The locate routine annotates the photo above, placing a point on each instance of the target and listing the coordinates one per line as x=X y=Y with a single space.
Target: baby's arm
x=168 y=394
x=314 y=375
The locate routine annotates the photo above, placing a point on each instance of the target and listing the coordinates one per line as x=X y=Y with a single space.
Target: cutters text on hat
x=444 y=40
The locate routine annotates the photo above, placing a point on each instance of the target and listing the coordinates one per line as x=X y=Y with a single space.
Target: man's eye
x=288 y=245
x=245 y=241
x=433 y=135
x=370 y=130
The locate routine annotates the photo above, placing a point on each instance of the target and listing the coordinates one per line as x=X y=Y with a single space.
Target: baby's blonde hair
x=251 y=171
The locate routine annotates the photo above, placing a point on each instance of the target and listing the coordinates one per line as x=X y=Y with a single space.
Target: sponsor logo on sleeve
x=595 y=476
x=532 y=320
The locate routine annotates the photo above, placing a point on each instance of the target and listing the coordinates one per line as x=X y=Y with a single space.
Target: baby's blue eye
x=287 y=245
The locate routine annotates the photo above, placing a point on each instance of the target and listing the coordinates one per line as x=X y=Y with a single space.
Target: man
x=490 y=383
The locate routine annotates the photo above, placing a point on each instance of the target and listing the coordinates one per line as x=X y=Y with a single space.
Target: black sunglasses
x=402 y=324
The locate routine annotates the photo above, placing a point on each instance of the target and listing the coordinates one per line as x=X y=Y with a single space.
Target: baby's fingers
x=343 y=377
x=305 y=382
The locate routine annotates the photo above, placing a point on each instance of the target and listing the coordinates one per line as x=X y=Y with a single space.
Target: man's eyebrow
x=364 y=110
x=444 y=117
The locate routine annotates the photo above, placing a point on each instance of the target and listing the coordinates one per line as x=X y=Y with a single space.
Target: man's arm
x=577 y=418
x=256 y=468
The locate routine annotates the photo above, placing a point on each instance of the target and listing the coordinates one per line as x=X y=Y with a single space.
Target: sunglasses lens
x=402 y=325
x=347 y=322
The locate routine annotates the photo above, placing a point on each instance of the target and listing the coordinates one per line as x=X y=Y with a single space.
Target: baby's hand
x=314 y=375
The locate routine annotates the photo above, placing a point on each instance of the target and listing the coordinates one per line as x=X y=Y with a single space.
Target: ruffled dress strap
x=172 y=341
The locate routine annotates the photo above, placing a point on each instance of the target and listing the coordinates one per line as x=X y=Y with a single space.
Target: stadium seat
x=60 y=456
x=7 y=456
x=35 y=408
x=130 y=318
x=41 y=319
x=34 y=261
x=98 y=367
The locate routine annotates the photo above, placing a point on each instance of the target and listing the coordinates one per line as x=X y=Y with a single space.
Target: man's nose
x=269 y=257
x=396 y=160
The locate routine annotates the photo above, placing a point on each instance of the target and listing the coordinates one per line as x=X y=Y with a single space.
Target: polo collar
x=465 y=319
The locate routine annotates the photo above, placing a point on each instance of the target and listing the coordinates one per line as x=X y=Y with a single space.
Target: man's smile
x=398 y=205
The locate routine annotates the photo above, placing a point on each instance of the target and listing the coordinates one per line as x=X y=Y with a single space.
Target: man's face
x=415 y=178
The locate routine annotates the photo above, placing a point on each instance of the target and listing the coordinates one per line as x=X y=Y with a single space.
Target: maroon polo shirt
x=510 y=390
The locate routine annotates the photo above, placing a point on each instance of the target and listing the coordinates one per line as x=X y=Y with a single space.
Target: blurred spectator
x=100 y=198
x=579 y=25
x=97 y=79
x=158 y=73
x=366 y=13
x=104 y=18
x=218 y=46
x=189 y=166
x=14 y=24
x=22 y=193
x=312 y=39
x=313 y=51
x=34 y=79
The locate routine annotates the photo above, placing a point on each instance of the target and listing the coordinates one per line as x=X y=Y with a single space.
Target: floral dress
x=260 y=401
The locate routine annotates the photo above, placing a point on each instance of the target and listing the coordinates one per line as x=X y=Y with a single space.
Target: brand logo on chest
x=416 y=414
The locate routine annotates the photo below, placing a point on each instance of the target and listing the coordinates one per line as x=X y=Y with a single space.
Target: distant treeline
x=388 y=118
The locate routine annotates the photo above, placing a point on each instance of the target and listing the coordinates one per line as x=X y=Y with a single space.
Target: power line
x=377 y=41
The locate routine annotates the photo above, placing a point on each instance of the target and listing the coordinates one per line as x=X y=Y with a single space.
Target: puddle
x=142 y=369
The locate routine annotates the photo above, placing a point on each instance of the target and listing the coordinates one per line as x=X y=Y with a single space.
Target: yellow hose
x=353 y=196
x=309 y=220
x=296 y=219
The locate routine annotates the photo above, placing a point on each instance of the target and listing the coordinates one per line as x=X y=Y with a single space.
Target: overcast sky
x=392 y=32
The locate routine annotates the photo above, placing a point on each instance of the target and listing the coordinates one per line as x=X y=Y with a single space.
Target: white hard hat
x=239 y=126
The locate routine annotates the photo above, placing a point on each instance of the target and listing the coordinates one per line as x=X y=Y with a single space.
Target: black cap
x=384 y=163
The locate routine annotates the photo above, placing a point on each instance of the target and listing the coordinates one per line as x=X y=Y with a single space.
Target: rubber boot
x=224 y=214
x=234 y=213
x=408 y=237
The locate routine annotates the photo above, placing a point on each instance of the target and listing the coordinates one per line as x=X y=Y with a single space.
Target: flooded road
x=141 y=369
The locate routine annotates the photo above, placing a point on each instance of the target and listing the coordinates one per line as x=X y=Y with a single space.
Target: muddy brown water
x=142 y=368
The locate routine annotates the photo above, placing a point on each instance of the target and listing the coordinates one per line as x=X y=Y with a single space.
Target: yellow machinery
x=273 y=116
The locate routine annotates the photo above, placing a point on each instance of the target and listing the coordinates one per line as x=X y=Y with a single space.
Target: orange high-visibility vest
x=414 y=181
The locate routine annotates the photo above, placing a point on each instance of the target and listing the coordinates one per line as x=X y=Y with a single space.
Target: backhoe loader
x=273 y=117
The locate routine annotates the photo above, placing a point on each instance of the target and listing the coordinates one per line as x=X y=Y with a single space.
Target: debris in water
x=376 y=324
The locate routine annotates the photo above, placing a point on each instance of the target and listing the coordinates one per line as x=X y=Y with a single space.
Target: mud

## What to do
For each line in the data, set it down again exactly.

## Answer to the exercise
The locate routine annotates the photo above, placing a point on each instance of the target and listing the coordinates one per line as x=X y=Y with a single space.
Target: baby's arm
x=168 y=394
x=314 y=375
The locate routine annotates the photo above, placing a point on each instance of the target and listing the coordinates one per line as x=X y=Y with a single space.
Target: cutters text on hat
x=444 y=40
The locate routine annotates the photo above, placing a point on each instance of the target and listing the coordinates one per line as x=X y=Y with a single space.
Target: man's eye
x=288 y=245
x=245 y=241
x=433 y=135
x=370 y=130
The locate routine annotates the photo above, placing a point on each instance of the target and listing the coordinates one per line as x=X y=Y with a single space.
Target: baby's blonde hair
x=251 y=171
The locate routine annotates the photo above, placing a point on each instance of the target and listing the coordinates one per line as x=X y=Y with a single space.
Target: sponsor logo on sleeve
x=595 y=476
x=532 y=320
The locate routine annotates the photo above, placing a point on each instance of the target and listing the coordinates one per line as x=X y=Y with a single space.
Target: baby's blue eye
x=287 y=245
The locate routine annotates the photo above, placing a point on each instance of the target and listing the coordinates one per line as x=X y=Y with a single space.
Target: man
x=490 y=383
The locate routine annotates the photo above, placing a point on each instance of the target and listing the coordinates one per line as x=X y=Y with a single space.
Target: black sunglasses
x=402 y=324
The locate routine annotates the photo above, placing a point on each instance of the target and listing the coordinates one per line as x=X y=Y with a single space.
Target: baby's fingers
x=343 y=377
x=305 y=382
The locate routine annotates the photo above, placing a point on each instance of the target and listing the coordinates one per line as x=X y=Y with a single space.
Target: man's eyebrow
x=364 y=110
x=444 y=117
The locate routine annotates the photo above, placing a point on each instance of the target and listing the coordinates one per line as x=X y=Y with a single space.
Target: man's arm
x=577 y=418
x=256 y=468
The locate routine annotates the photo above, placing a point on each instance of the target and listing the coordinates one per line as x=X y=Y with a single space.
Target: sunglasses lens
x=402 y=325
x=347 y=322
The locate routine annotates the photo above, placing a point on each instance of the target and listing the coordinates one per line as x=X y=Y with a single space.
Target: baby's hand
x=314 y=375
The locate routine annotates the photo above, placing a point on each instance of the target and listing the coordinates one per line as x=X y=Y with a single space.
Target: ruffled dress strap
x=172 y=341
The locate routine annotates the photo above, placing a point on each instance of the target and listing the coordinates one per line as x=X y=Y with a single space.
Target: stadium seat
x=60 y=456
x=7 y=456
x=35 y=408
x=130 y=318
x=41 y=319
x=34 y=261
x=98 y=367
The locate routine annotates the photo above, placing a point on each instance of the target and listing the coordinates one per line as x=X y=Y with a single space.
Target: man's nose
x=269 y=257
x=396 y=160
The locate routine annotates the photo above, placing a point on each instance of the target and listing the coordinates one per line as x=X y=Y with a single space.
Target: polo collar
x=465 y=319
The locate routine annotates the photo above, placing a point on each instance of the target and listing the coordinates one per line as x=X y=Y with a single space.
Target: man's smile
x=398 y=205
The locate routine annotates the photo above, placing a point on each instance of the target and listing the coordinates one per line as x=X y=Y with a single space.
Target: man's face
x=415 y=178
The locate routine annotates the photo above, placing a point on each instance of the target and listing the coordinates one per line as x=X y=Y with a single space.
Target: maroon polo shirt
x=510 y=390
The locate routine annotates the photo above, placing a point on each instance of the target and listing the coordinates one per line as x=X y=Y with a single space.
Target: blurred spectator
x=100 y=198
x=579 y=25
x=97 y=79
x=158 y=73
x=366 y=13
x=104 y=18
x=218 y=46
x=189 y=166
x=14 y=24
x=22 y=193
x=312 y=39
x=313 y=51
x=34 y=79
The locate routine annotates the photo above, placing a point on each instance of the target and listing the coordinates one per line as x=X y=Y with a single space.
Target: floral dress
x=260 y=401
The locate routine annotates the photo above, placing a point on each instance of the target and listing the coordinates one per line as x=X y=Y with a single space.
Target: brand logo on chest
x=416 y=414
The locate routine annotates the photo below, placing a point on each instance of the target and listing the coordinates one per line as x=X y=Y with a single space.
Target: distant treeline
x=388 y=118
The locate routine annotates the photo above, placing a point on each instance of the target and listing the coordinates one per line as x=X y=Y with a single space.
Target: power line
x=377 y=41
The locate routine annotates the photo above, placing a point on each instance of the target and listing the coordinates one per line as x=X y=Y with a single space.
Target: puddle
x=142 y=369
The locate routine annotates the photo above, placing a point on each instance of the target and listing the coordinates one per line as x=X y=Y with a single space.
Target: yellow hose
x=353 y=196
x=309 y=220
x=296 y=219
The locate routine annotates the photo above, placing a point on each instance of the target and listing the coordinates one per line as x=X y=Y with a single space.
Target: overcast sky
x=392 y=32
The locate routine annotates the photo above, placing a point on each instance of the target and listing the coordinates one per line as x=X y=Y with a single space.
Target: white hard hat
x=239 y=126
The locate routine annotates the photo above, placing a point on each instance of the target and listing the coordinates one per line as x=X y=Y with a single space.
Target: black cap
x=384 y=163
The locate routine annotates the photo above, placing a point on each instance of the target and listing the coordinates one per line as x=X y=Y with a single space.
Target: rubber boot
x=224 y=214
x=234 y=213
x=408 y=237
The locate routine annotates the photo above, placing a point on each instance of the target and listing the coordinates one per line as x=X y=Y with a single space.
Target: flooded road
x=141 y=369
The locate routine annotates the photo above, placing a point on each instance of the target and listing the coordinates one per line as x=X y=Y with a single space.
Target: muddy brown water
x=142 y=368
The locate routine annotates the photo above, placing a point on each instance of the target and listing the coordinates one per line as x=X y=Y with a single space.
Target: yellow machinery
x=273 y=116
The locate routine annotates the photo above, placing a point on each instance of the target and listing the coordinates one per line as x=X y=Y with a single space.
Target: orange high-visibility vest
x=414 y=181
The locate routine annotates the photo above, placing a point on each instance of the target and listing the coordinates one per line as x=X y=Y with a single space.
Target: backhoe loader
x=273 y=117
The locate routine annotates the photo above, placing a point on each instance of the target and listing the coordinates one per line as x=X y=Y with a single space.
Target: debris in water
x=376 y=324
The locate routine annotates the photo above, placing a point on each instance of the target and listing the coordinates one per line as x=X y=Y with a single space.
Target: mud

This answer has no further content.